» GIVEN PASSAGE:
§ §

Eli Lilly has filed an application in the US to market lasmiditan for the acute treatment of migraine with or without aura in adults.

Lasmiditan is described as a first-in-class, investigational, oral, centrally-penetrant, selective serotonin 5-HT1F agonist that is “structurally and mechanistically distinct” from other approved migraine therapies, and lacks vasoconstrictive activity associated with some other treatments.

If approved, the drug could represent the “first significant innovation for the acute treatment of migraine in more than two decades”, Lilly said.

The application includes data from two Phase III single-attack studies (SAMURAI and SPARTAN).

Data from the Phase III SPARTAN trial showed that at two hours following the first dose, a greater percentage of patients treated with lasmiditan were migraine pain-free compared to placebo.

§ §

» USING THE INFORMATION:
a) Please output the part of the lasmiditan text that opens with the words containing "Data from the" and closes with "compared to placebo.".
b) Finish out the next part of the lasmiditan article, picking up after its last sentence.
These rows come from a separate source and are unrelated to the lasmiditan text.

» PROVIDED RECORDS:
§ §

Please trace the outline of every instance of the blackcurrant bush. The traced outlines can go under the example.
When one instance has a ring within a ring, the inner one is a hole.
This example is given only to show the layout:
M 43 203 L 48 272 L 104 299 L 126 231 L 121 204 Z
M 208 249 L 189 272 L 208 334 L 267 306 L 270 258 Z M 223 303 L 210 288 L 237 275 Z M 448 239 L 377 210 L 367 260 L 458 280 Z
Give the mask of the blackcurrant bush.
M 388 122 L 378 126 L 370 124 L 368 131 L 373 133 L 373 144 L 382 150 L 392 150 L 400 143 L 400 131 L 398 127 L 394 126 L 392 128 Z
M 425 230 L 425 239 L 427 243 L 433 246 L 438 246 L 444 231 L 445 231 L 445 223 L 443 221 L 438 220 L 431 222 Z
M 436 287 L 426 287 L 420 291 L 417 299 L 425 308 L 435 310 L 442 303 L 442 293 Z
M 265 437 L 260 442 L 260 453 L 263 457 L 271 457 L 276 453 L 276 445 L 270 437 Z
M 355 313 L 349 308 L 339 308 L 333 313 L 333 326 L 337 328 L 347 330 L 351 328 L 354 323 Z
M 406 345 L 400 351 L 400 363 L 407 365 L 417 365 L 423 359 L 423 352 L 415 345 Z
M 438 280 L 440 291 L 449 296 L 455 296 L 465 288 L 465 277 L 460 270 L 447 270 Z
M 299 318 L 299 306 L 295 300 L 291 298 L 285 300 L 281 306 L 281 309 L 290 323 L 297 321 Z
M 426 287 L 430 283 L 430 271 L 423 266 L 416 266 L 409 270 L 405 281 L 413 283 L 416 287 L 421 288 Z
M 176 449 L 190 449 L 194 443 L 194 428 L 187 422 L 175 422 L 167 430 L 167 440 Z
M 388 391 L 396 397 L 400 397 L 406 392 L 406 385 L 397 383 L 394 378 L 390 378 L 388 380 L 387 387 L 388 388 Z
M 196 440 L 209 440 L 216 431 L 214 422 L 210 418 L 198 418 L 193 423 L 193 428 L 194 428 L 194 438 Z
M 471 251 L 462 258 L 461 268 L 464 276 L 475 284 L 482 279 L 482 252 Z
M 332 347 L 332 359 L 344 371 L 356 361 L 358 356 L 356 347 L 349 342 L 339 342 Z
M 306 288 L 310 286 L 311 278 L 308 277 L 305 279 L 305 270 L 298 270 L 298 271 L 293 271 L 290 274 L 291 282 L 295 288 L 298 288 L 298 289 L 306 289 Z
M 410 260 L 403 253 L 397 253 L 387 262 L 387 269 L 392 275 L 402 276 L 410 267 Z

§ §

» RESPONSES TO THE EXERCISE:
a)
Data from the Phase III SPARTAN trial showed that at two hours following the first dose, a greater percentage of patients treated with lasmiditan were migraine pain-free compared to placebo.

b)
Statistically significant results were observed across all three doses tested: 28.6 percent for 50mg; 31.4 percent for 100mg; 38.8 percent for 200mg and 21.3 percent for placebo.

Lilly also announced that it is gearing up to file for expanded use of Emgality to include the preventive treatment of episodic cluster headache in adults by the end of the year.

Emgality was approved to prevent migraine in adult in September, and has been awarded Breakthrough Therapy Designation for episodic cluster headache, potentially speeding up its review timeline. Currently, there are no approved preventive treatments for episodic cluster headache in the US, highlighting the significant unmet need in this area.